··· Passage shown

Saikrishna Prakash and Stephen D. Smith, "How to remove a federal judge
<http://www.yalelawjournal.org/pdf/116-1/PrakashI.pdf>", /Yale Law
Journal/, 116:70, 2006.

abstract. Most everyone assumes that impeachment is the only means of
removing
federal judges and that the Constitution's grant of good-behavior tenure
is an implicit reference
to impeachment. This Article challenges that conventional wisdom. Using
evidence from
England, the colonies, and the revolutionary state constitutions, the
Article demonstrates that at
the Founding, good-behavior tenure and impeachment had only the most
tenuous of
relationships. Good-behavior tenure was forfeitable upon a judicial
finding of misbehavior.
There would have to be a trial, the hearing of witnesses, and the
introduction of evidence, with
misbehavior proved by the party seeking to oust the tenured individual.
Contrary to what many
might suppose, judges were not the only ones who could be granted
good-behavior tenure.
Anything that might be held---land, licenses, employment, etc.---could
be granted during good
behavior, and private parties could grant good-behavior tenure to other
private individuals.

······

Request :: Quote the abstract on removing federal judges above word for word, beginning at the words "Anything that might" and stopping after the words "private individuals.".

··· Information supplied

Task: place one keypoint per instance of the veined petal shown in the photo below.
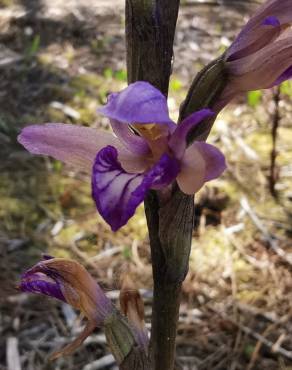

······

Result below ::
Anything that might be held---land, licenses, employment, etc.---could
be granted during good
behavior, and private parties could grant good-behavior tenure to other
private individuals.